## EXCERPT PROVIDED:
================
July 28, 2023 - UTMediaCAT/mediacat-docs GitHub Wiki

Agenda

take a look at the brake in the domain crawler and read through - Gy
look at date range for NYT - Israel & Palestine and send email to Alejandro about what is included - Gy
look at which folder is taking up most memory on server - Gy
attempt to combine stealthy crawl on NYT archive - Gy
continue rebuild Graham instance - Gy
vizualization: trouble shoot error where stacked area graph isn't filled in - Fr
visualization: add buttons to simplify using different types of charts and graphs and simplify jupyterlab files for users - Fr
D3: looking at how to convert csv to JSON - Fr
look at Colin's and Shengsong's instructions about how Alejandro (user) connects to server and decide whether still best way - Fr

Brake:
- wasn't on NYT crawl, still flaws, looking at proxy rotation, could be there were changes on the website
- IP rotation is next step
Israeli domains crawl continues well

after meeting with Nat, could get small selection but stopped reading after 500 selection
could be an issue with formating, maybe make a custom dataframe rather than Pandas
making changes to postprocessor, and developer friendly changes with documentation
error: tokenizing error for end of line, reading csv file, could be one record that isn't formatted properly or hidden character
- instead of default pandas reader, and customizing from scratch
- challenge: not sure how much work to producing custom dataframe
- another approach is to modify the files: tool that properly format and cleanup of csv format before giving to postprocessor
- challenge: will this modify the data

check crawl every 2 days - Gy
update the MVP esp wrt format of data going into postprocessor and coming out, and then as input to the visualization environment - Gy/Fr
push corrected postprocessor code to master - Gy/Fr
postprocessor: document with instructions the order of utilities and steps to use the postprocessor - Gy
backburner: figure out corruption in small domain crawl

upload NYT archive crawler with brake as separate branch and document what the difference is with the earlier version - Gy
speed up small domain crawl a bit - Gy
do a count of the Israeli domain crawl - Gy
crawl of NYT "Israel" for the years 2006-2009, , and use article filter - Gy
continue with the postprocessor - Fr
================
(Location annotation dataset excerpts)
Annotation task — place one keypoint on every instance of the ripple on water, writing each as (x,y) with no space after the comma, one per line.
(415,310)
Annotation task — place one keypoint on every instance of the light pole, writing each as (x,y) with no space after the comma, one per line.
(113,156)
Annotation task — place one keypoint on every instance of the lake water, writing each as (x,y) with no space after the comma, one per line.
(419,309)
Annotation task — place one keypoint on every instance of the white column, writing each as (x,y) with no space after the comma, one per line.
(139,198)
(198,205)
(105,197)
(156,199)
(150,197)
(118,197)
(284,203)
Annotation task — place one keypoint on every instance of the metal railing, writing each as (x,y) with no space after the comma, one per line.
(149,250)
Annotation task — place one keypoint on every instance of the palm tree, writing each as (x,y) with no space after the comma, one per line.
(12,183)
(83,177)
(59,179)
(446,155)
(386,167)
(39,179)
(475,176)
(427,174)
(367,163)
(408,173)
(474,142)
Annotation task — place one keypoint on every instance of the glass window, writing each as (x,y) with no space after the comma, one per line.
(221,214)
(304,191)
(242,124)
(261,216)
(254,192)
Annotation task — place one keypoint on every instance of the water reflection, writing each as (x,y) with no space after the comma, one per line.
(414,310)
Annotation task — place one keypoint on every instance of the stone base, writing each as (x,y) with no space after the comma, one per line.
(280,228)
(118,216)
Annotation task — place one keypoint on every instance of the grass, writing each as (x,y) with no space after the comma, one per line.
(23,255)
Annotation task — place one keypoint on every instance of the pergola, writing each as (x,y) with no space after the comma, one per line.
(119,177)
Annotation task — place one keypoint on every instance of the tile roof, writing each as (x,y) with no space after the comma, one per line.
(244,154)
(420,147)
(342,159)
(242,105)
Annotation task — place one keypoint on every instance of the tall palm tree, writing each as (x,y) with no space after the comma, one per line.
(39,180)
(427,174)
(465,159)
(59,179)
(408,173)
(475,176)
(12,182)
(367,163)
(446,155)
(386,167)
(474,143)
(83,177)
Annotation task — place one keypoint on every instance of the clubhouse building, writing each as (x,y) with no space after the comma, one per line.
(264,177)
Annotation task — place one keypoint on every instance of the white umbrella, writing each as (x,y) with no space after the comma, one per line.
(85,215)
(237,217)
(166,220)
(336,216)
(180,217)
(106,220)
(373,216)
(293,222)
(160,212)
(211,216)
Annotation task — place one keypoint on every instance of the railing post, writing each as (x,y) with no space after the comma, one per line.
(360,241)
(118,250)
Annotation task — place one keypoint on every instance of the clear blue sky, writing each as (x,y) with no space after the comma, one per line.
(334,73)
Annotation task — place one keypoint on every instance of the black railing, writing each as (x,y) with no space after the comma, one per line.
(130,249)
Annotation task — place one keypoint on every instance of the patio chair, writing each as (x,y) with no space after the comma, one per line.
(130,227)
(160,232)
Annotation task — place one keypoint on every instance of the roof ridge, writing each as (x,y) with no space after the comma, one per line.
================
## TO-DO LIST:
1. In the July 28, 2023 meeting notes, translate the sentence "Israeli domains crawl continues well" into Spanish.
2. According to the July 28, 2023 meeting notes, how often is the crawl to be checked?
3. The July 28, 2023 meeting notes suggest making a custom dataframe instead of using Pandas. What reason do the notes give for this idea?

## SOLUTIONS BY TASK:
1. El rastreo de dominios israelíes continúa bien.

2. Every 2 days.

3. Reading the CSV file stopped after 500 selections and produced a tokenizing error for end of line. The notes say this could be a formatting issue, such as one record that isn't formatted properly or a hidden character, so replacing the default pandas reader with a reader customized from scratch was proposed.